Retype the material below without changes, from its first line up to and including the line that contains "[(208, 114), (17, 115)]".
--- --- ---
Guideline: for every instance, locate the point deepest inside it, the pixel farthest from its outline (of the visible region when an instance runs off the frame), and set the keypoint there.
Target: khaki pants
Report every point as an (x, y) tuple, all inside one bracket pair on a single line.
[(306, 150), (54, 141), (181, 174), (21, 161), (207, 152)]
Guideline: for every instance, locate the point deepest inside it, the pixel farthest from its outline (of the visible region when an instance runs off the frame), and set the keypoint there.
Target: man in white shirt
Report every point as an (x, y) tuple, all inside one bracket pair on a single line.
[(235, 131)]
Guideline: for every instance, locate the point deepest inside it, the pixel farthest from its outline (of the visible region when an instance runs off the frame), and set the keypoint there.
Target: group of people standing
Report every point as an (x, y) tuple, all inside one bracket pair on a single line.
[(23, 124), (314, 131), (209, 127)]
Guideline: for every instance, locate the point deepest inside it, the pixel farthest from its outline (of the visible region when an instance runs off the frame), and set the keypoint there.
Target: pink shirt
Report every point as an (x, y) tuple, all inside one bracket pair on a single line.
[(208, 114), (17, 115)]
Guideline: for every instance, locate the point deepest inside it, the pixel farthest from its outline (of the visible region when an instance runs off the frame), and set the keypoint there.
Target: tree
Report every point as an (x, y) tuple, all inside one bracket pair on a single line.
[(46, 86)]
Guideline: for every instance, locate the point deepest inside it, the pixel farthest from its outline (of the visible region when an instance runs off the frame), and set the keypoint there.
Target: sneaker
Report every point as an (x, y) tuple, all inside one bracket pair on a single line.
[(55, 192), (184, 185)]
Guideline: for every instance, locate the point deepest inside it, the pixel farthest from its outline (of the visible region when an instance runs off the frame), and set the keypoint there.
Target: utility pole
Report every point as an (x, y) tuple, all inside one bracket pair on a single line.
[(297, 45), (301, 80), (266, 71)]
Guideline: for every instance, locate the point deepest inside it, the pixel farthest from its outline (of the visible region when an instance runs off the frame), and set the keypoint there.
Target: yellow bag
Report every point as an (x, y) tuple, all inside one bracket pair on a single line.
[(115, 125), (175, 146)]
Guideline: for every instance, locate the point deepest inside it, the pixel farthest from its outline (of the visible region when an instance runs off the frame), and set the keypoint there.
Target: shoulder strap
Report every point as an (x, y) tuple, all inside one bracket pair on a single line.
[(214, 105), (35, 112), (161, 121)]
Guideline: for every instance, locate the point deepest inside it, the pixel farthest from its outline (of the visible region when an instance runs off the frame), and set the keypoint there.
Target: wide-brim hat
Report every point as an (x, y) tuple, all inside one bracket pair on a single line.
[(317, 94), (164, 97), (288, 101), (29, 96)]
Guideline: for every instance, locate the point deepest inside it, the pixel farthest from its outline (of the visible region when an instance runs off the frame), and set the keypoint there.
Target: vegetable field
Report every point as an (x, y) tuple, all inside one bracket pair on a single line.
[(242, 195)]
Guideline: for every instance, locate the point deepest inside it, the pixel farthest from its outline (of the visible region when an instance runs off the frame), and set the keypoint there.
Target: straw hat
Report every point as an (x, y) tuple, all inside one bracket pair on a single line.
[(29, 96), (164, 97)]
--- --- ---
> _Completed task_:
Guideline: for every instance, locate the point deepest inside it, the pixel farthest from its outline (of the visible region when an instance runs off the frame), and set the keypoint there.
Target: khaki pants
Report every point as an (x, y) tuple, all inside one bracket pair on a single line.
[(306, 150), (54, 141), (181, 174), (21, 161), (207, 152)]
Guideline: for every instance, locate the point deepest inside it, the pixel farthest from its outline (of the visible region when an instance runs off the frame), and set the keypoint there.
Target: man in white shirt
Report every point as an (x, y) tuple, all inside one bracket pair on a single line.
[(235, 131)]
Guideline: for every instance, locate the point deepest inside it, the pixel farthest from its outline (of the visible region when an instance runs off the frame), and set the keypoint there.
Target: group of people standing
Report every point as an (x, y) tuple, all inside one bracket pair on a single line.
[(23, 124), (314, 131), (209, 127)]
Guideline: for every instance, locate the point deepest inside it, the pixel farthest from its outline (of the visible region when an instance runs off the frame), and set the keypoint there.
Target: pink shirt
Report every point as an (x, y) tuple, all inside one bracket pair on a single line.
[(208, 114), (17, 115)]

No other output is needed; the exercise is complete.